■ SET TASK ■
Switch each "indicate" in the listing to "mark" and write out the whole listing again with everything else unchanged and the pictures left out.

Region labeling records
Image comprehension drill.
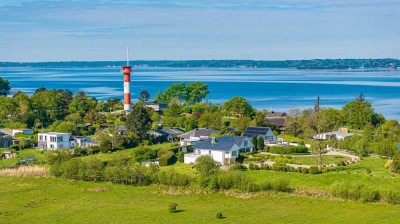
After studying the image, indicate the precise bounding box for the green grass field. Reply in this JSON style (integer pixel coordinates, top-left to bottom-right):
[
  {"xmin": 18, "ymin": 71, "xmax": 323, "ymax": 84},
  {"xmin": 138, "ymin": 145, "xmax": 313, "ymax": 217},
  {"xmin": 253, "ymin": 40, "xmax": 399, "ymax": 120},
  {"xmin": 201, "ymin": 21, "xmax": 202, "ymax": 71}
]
[
  {"xmin": 0, "ymin": 149, "xmax": 45, "ymax": 168},
  {"xmin": 246, "ymin": 157, "xmax": 400, "ymax": 190},
  {"xmin": 292, "ymin": 155, "xmax": 350, "ymax": 165},
  {"xmin": 0, "ymin": 177, "xmax": 400, "ymax": 224}
]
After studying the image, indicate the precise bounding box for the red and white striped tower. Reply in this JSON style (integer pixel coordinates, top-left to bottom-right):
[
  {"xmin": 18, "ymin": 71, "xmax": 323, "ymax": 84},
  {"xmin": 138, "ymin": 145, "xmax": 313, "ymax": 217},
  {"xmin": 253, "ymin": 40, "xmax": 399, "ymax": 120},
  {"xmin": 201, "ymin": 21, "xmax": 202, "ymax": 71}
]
[{"xmin": 122, "ymin": 48, "xmax": 132, "ymax": 112}]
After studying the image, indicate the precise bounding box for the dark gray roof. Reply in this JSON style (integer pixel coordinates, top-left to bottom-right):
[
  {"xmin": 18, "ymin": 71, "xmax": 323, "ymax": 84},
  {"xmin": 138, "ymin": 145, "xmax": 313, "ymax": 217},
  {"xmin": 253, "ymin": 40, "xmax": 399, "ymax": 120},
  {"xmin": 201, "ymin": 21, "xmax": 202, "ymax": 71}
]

■ WORKED SOLUTION ■
Image comprehension drill.
After studying the image, mark the precise bounding box for the green grass field. Reply in this JSON style (integer pixel coordinates, top-left to bottom-right):
[
  {"xmin": 18, "ymin": 71, "xmax": 323, "ymax": 84},
  {"xmin": 138, "ymin": 145, "xmax": 313, "ymax": 217},
  {"xmin": 253, "ymin": 40, "xmax": 399, "ymax": 120},
  {"xmin": 201, "ymin": 21, "xmax": 202, "ymax": 71}
]
[
  {"xmin": 0, "ymin": 149, "xmax": 45, "ymax": 168},
  {"xmin": 246, "ymin": 157, "xmax": 400, "ymax": 190},
  {"xmin": 292, "ymin": 155, "xmax": 350, "ymax": 165},
  {"xmin": 0, "ymin": 177, "xmax": 400, "ymax": 224}
]
After studying the image, mark the precise bounding box for the red and white striped tower. Reply in this JSON style (integer pixel coordinates, top-left to bottom-right):
[
  {"xmin": 18, "ymin": 71, "xmax": 323, "ymax": 84},
  {"xmin": 138, "ymin": 145, "xmax": 313, "ymax": 217},
  {"xmin": 253, "ymin": 40, "xmax": 399, "ymax": 120},
  {"xmin": 201, "ymin": 21, "xmax": 202, "ymax": 71}
]
[{"xmin": 122, "ymin": 48, "xmax": 132, "ymax": 112}]
After studying the image, mark the precise bounding box for the dark gray roof. Reply in this JSON style (integer pixel coordinates, top-left to bottom-right):
[
  {"xmin": 18, "ymin": 71, "xmax": 323, "ymax": 84},
  {"xmin": 138, "ymin": 145, "xmax": 313, "ymax": 217},
  {"xmin": 253, "ymin": 40, "xmax": 399, "ymax": 120},
  {"xmin": 201, "ymin": 21, "xmax": 202, "ymax": 71}
]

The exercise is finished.